**Prompt**
In the entries below, find the line with "Mark the blue" and the line with "Mark the pinstriped". Reproduce those two lines and every line between them exactly, and nothing more.

**Material to process**

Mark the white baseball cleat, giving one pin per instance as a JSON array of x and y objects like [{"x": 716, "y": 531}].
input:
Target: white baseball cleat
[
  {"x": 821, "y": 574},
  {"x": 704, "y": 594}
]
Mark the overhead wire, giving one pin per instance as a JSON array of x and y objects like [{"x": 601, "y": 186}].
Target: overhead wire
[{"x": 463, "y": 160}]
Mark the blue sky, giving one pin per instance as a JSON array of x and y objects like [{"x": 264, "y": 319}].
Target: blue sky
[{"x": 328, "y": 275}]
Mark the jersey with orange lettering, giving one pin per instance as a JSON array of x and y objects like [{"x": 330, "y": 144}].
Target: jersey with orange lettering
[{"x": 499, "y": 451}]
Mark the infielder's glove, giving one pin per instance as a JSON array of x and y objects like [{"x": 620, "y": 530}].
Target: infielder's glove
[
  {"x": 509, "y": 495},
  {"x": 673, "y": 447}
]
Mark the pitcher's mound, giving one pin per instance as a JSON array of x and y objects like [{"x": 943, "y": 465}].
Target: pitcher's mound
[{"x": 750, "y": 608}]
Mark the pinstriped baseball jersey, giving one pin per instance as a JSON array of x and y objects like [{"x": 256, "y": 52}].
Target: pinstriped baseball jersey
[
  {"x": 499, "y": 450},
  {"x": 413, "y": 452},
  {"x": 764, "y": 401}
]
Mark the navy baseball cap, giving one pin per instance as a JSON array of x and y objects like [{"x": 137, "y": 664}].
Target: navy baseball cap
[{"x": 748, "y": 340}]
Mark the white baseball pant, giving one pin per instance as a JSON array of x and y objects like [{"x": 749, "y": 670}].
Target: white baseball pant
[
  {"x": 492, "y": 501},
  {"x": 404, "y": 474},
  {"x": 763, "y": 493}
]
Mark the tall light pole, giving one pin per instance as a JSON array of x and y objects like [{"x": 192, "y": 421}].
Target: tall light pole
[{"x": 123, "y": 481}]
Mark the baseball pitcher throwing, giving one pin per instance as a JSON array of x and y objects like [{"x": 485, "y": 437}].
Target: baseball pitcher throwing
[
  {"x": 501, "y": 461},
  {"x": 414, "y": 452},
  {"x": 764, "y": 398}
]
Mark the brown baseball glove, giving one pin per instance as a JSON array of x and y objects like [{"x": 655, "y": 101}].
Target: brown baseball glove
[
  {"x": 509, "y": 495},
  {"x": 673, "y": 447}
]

**Solved exercise**
Mark the blue sky, giving one pin per instance as a JSON array of x and y objects like [{"x": 264, "y": 319}].
Target: blue sky
[{"x": 328, "y": 275}]
Mark the jersey with orange lettering, giving one pin per instance as a JSON array of x and y objects like [{"x": 330, "y": 144}].
Target: jersey with orange lettering
[{"x": 499, "y": 451}]
Mark the infielder's glove, giving one pin per instance as a JSON array of x and y objects like [{"x": 620, "y": 530}].
Target: infielder's glove
[
  {"x": 509, "y": 495},
  {"x": 673, "y": 447}
]
Mark the pitcher's mound, giving one pin per instance as a JSON array of x and y objects like [{"x": 943, "y": 465}].
Target: pitcher's mound
[{"x": 750, "y": 608}]
Mark the pinstriped baseball jersey, giving one pin per instance as a JSON array of x and y objects like [{"x": 256, "y": 52}].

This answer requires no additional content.